‘‘Yesinler birbirlerini’’ diyecek durumda değiliz!

Aziz Şah – Kıbrıs’ta 1958-1996 yılları arasında gazeteci ve sendikacılar öldürüldü Türk kontrgerillasınca.

Fazıl Önder, Ahmet Yahya, Ahmet Muzaffer Gürkan, Ayhan Hikmet, Derviş Ali Kavazoğlu ve Kutlu Adalı…

Türkiye’de 1970’li yıllarda faşistlerin ‘iç savaş stratejisi’nin kurbanı olarak da 1976-79 yılları arasında Kıbrıslı öğrenciler öldürüldü.

Özer Elmas, Mehmet Ömer, Muharrem Özdemir, Mustafa Ertan, Ercan Turgut ve Sadık Cemil…

Ne zaman duysam irkildiğim bir söz vardır:

-‘‘Yesinler birbirlerini’’…

İktidar bloğu içerisinde yaşanan mücadelelerde ya da kendisine uzak sandığı bir savaş için kolaylıkla ‘‘Yesinler birbirlerini’’ sözünü söyleyen korkak bir çoğunluk vardır.

Kahvede, evde, meyhanede, kulüpte, işte, sosyal medyada oturup Doğu Akdeniz’de, Karadeniz’de, Çin denizinde dünya savaşının örülen ağalarını izlerken “Yesinler birbirlerini” der.

Egemenler arasında mahkemeye taşmış ya da silahların çekildiği bir çatışma için de aynı şekilde ‘‘Yesinler birbirlerini” der. ‘Susurluk kazası’ böyle bir durumdu, Ergenekon davası ya da Sedat Peker’in ifşaatlarıyla başlayan kontrgerillanın kan tazelemesi…

İktidar bloğu içerisindeki çatışmanın ortasında kirli ilişkiler içinde öldürülen bir işadamı için de “Yesinler birbirlerini” der; ya da ‘Su testisi su yolunda kırıldı’ kolaycılığına kaçar.

O ‘testi’yi kırılması için yola kim yolladı, ‘testi’ kimindi, ‘testi’den kim su içiyordu, kim kırdı, testi kimin kafasında kırıldı diye sormaz. Çünkü korkar, korktuğu için “Yesinler birbirlerini” sözüne sığınır.

“Nedir yahu zaten olacağı, daha fazla ne olabilir ki” diye de kendi korkusunu bastırmaya çalışır. 22 Ocak linçinden sonra biz bu sözleri çok duyduk!

Bu hâl, ‘‘Bunlar daha iyi günlerimiz’’ pasifizminden başka bir şey değildir. “Tecavüz kaçınılmazsa zevk almaya bakacaksın” teslimiyetçiliğinden farkı yok ‘‘Bunlar daha iyi günlerimiz’’ ya da ‘‘Yesinler birbirlerini’’ söylemlerinin. İnsanın dili ne söylerse, aklına da o yatır. Bu teslimiyetçi dil de teslimiyetçiliği üretir. İnsanın direncini kırar. Sorgulanmadan o kadar çok tekrar edilir ki, tabuya dönüşür.

==*==

Göreviniz — Belge metnindeki şu cümleyi İngilizceye çevirin: «İktidar bloğu içerisinde yaşanan mücadelelerde ya da kendisine uzak sandığı bir savaş için kolaylıkla ‘‘Yesinler birbirlerini’’ sözünü söyleyen korkak bir çoğunluk vardır.» Veriler bu işte hiçbir rol oynamaz.

Verilen bilgiler —
==*==

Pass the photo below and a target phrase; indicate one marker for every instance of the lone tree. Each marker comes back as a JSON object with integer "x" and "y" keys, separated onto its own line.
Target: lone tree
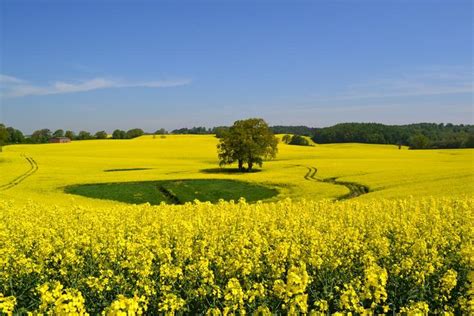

==*==

Sorunun çözümü — There is a cowardly majority that readily says "Let them devour each other" about the struggles within the power bloc or about a war it imagines to be far from itself.